● **Provided information**
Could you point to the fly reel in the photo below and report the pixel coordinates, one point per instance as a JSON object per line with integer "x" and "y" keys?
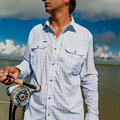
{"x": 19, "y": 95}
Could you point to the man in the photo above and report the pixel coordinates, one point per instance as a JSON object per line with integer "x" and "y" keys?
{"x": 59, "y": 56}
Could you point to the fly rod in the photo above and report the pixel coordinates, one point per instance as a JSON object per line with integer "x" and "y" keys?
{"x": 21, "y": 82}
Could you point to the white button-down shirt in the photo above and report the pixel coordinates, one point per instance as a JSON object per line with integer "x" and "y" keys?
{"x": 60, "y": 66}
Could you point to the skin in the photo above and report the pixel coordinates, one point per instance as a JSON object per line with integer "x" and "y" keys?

--

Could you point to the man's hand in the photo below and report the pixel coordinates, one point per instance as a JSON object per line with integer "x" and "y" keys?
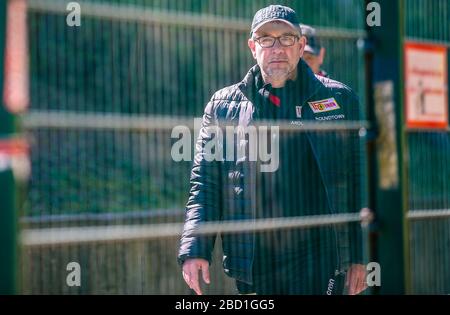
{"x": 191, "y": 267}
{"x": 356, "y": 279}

● **To do**
Please pick out every row above that contains the word "below" and copy each one out in full.

● **Solved exercise**
Could you point to the fly reel in the photo below and report the pixel coordinates, one point per instance as a JSON object per line with integer "x" and "y" keys?
Could you point to the man's hand in the photo below and report the pixel coordinates, one point per instance as a JSON object per line with integer "x" and "y" keys?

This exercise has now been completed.